- [WHAT YOU WILL DO] Find the line that contains "Would you mind spotting the athlete". Then set down that line and all the lines after it, to the end of the records, exactly and with nothing added.

[Saved entries]
──────────

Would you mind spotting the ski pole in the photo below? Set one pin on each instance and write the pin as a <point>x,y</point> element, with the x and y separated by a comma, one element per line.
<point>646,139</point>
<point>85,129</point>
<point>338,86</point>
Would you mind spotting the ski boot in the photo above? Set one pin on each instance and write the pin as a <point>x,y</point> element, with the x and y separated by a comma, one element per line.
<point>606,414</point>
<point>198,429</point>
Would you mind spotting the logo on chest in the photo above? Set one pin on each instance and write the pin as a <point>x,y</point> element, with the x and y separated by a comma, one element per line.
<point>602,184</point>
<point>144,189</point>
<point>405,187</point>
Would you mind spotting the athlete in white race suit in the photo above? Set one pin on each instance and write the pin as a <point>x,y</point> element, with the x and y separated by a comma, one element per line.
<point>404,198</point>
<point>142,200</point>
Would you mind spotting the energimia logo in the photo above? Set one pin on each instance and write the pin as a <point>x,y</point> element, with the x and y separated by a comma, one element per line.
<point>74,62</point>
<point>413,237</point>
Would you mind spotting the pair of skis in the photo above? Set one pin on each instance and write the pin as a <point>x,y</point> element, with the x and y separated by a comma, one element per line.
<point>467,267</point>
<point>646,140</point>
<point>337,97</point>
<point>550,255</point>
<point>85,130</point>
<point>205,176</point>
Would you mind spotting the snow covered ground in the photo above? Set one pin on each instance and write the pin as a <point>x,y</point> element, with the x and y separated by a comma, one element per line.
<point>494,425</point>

──────────

- [TASK RESPONSE]
Would you mind spotting the athlete in white race suit in the photo above? Set one pin on each instance and write the pin as a <point>x,y</point> element, with the x and y separated by a comma, one element per line.
<point>404,198</point>
<point>142,200</point>
Would you mind spotting the energimia logo in the photo above? Set one pin on each instance and write the pin as a <point>x,y</point> element, with the x and y separated by a comma, one element per line.
<point>74,62</point>
<point>413,237</point>
Would you mind spotting the pair of skis in the photo above? Set one pin on each instance and write the pin as a <point>x,y</point> element, with the x and y separated by a comma, one element per line.
<point>467,267</point>
<point>646,140</point>
<point>337,97</point>
<point>550,255</point>
<point>85,130</point>
<point>205,176</point>
Would you mind spotting the snow covered ground in the photo above? Set one pin on each instance and write the pin as a <point>x,y</point> element, with the x and y separated by a comma, one element per line.
<point>494,425</point>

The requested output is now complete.